Check your understanding -
a - List every person named in the article about the police K-9 fundraiser, with the rank or title it gives each one.
b - Reproduce the article about the police K-9 fundraiser word for word, from "- Associated Press" up to and including "money through donations.".

Text provided -
________________
- Associated Press - Friday, February 12, 2016

RICHMOND, Ind. (AP) - Richmond Police Department Officer Scott Glover served four years as a Marine K-9 handler, and now he’s eager to work with a RPD K-9.

But he needs a dog, and the police department needs $16,000 to pay for a dog and six weeks of training. Glover and the department are working to raise that money through donations.

“I’ve been going out to the community for the past couple of weeks to organizations and businesses seeking donations,” said Glover, who noted the department is accepting contributions of any size from anyone. “Every little bit helps to reach the $16,000. Each donation we get is greatly appreciated.”

Since Lt. Curt Leverton retired Marco on Jan. 1 after seven years, Leo and handler Officer Austin Lipps are RPD’s only K-9 team. They work second shift, leaving the first and third shifts without a K-9. Chief Jim Branum said Glover and his dog will work third shift.

“The ultimate goal would be to have one on each shift,” said Branum, adding that the timetable for that goal is two years.

Leo, who is in his fifth year of service, assists RPD in a variety of ways, Lipps said.

Leo recently found cocaine in a stopped vehicle, getting the drug off the streets. He also stopped a fight with just two barks after he and Lipps arrived on the scene of a call. He has tracked an armed robbery suspect’s path, locating evidence.

And Leo even once encouraged a bank robbery suspect hiding in an area of tall grass to surrender.

“All of a sudden, we’re going straight and Leo just jerks me to the right, and that’s where the guy jumped up and said, ‘I give up’ and the dog’s about a foot and a half away from him,” Lipps said.
________________
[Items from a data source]
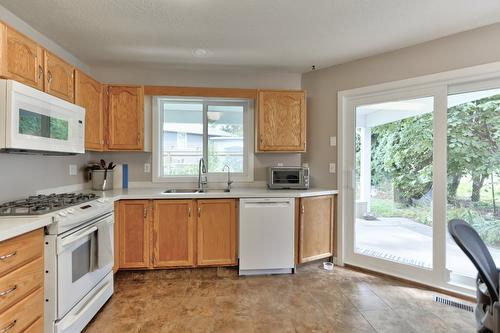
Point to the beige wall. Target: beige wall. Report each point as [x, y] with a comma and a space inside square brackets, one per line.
[465, 49]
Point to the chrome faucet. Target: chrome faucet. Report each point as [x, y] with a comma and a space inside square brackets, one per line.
[229, 181]
[202, 175]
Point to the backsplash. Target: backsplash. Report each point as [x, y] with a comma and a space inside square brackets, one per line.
[22, 175]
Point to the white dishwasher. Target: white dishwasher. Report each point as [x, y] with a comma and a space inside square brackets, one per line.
[266, 236]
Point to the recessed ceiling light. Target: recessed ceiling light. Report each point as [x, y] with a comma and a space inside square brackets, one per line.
[201, 53]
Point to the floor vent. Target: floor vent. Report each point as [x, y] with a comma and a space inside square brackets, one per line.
[456, 304]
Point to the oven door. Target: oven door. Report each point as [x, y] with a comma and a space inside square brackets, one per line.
[79, 268]
[38, 121]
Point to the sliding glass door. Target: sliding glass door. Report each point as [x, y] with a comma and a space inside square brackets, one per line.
[413, 159]
[473, 169]
[398, 183]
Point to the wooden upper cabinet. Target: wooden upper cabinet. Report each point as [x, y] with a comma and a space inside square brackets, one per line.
[281, 121]
[21, 58]
[125, 117]
[216, 232]
[316, 228]
[88, 94]
[134, 220]
[174, 232]
[59, 77]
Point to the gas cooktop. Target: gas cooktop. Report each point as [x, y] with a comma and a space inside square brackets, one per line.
[42, 204]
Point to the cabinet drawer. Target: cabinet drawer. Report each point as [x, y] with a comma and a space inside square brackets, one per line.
[20, 250]
[23, 314]
[19, 283]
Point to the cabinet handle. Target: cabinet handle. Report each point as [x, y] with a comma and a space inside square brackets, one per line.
[7, 256]
[8, 291]
[9, 327]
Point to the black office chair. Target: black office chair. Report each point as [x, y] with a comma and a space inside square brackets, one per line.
[487, 310]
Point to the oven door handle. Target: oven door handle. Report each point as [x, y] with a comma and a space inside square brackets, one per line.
[71, 239]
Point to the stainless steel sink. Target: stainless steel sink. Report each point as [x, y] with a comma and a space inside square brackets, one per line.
[192, 190]
[181, 190]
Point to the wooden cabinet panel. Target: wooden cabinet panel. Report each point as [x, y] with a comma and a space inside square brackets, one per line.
[125, 117]
[36, 327]
[23, 314]
[19, 283]
[59, 77]
[216, 232]
[88, 94]
[281, 121]
[20, 250]
[22, 58]
[316, 236]
[174, 225]
[134, 220]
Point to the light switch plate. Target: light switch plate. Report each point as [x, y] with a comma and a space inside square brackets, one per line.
[332, 168]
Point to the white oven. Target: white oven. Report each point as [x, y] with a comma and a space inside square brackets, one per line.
[31, 120]
[79, 276]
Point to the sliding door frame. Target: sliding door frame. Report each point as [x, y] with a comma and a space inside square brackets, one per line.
[436, 85]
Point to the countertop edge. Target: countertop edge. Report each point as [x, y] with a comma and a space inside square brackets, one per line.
[17, 226]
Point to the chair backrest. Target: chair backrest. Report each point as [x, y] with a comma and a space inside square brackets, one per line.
[469, 241]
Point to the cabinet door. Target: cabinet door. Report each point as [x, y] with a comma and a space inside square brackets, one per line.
[134, 234]
[59, 77]
[216, 232]
[126, 118]
[174, 226]
[22, 58]
[316, 228]
[88, 94]
[281, 121]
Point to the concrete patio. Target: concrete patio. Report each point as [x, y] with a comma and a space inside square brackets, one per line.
[405, 241]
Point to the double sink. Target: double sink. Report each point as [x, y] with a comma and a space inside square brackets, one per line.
[192, 190]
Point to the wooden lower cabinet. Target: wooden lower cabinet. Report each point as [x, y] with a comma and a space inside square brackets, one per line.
[22, 283]
[173, 233]
[316, 228]
[134, 227]
[179, 233]
[216, 232]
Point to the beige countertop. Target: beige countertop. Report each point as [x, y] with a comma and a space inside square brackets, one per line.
[157, 193]
[17, 225]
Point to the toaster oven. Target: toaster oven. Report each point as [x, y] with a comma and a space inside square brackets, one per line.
[288, 178]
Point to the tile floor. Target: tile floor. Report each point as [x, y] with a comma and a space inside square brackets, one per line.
________________
Solutions per task -
a -
Officer Scott Glover
Lt. Curt Leverton
Officer Austin Lipps
Chief Jim Branum

b -
- Associated Press - Friday, February 12, 2016

RICHMOND, Ind. (AP) - Richmond Police Department Officer Scott Glover served four years as a Marine K-9 handler, and now he’s eager to work with a RPD K-9.

But he needs a dog, and the police department needs $16,000 to pay for a dog and six weeks of training. Glover and the department are working to raise that money through donations.